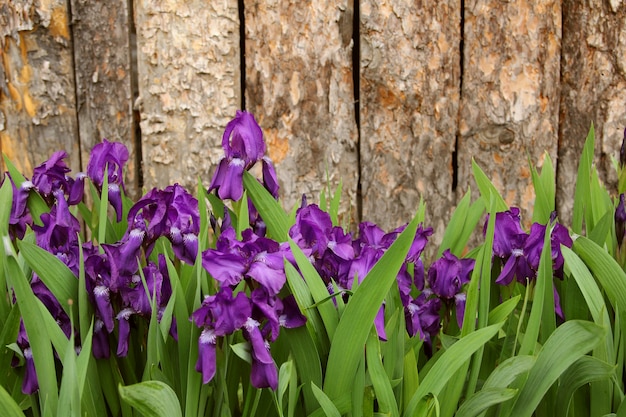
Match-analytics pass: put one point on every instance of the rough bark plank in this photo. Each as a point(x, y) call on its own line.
point(189, 86)
point(510, 95)
point(37, 102)
point(593, 85)
point(103, 79)
point(410, 74)
point(299, 86)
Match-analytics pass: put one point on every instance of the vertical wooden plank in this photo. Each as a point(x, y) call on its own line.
point(410, 69)
point(189, 86)
point(37, 99)
point(102, 55)
point(299, 86)
point(593, 86)
point(510, 96)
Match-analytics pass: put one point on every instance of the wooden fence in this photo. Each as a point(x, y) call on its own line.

______

**YOUR TASK:**
Update all the items above by replacing "this photo" with "this image" and keeping everything else the same. Leave the pictures out of your output.

**SOLUTION TO THIS TASK:**
Match-analytics pass: put one point on every instance of the rough bark plank in this image. Each as a point(x, y) call on its own line.
point(189, 86)
point(510, 95)
point(37, 102)
point(593, 85)
point(103, 79)
point(410, 74)
point(299, 86)
Match-analytics pass: put one point on every instance of the vertical wooden plank in this image. Each as a point(x, y) call on its own line.
point(410, 69)
point(189, 86)
point(37, 99)
point(102, 55)
point(299, 86)
point(593, 86)
point(510, 96)
Match-analytics pass: put one point on every instance of the wooden fence in this image. Each as a point(x, y) call on its own line.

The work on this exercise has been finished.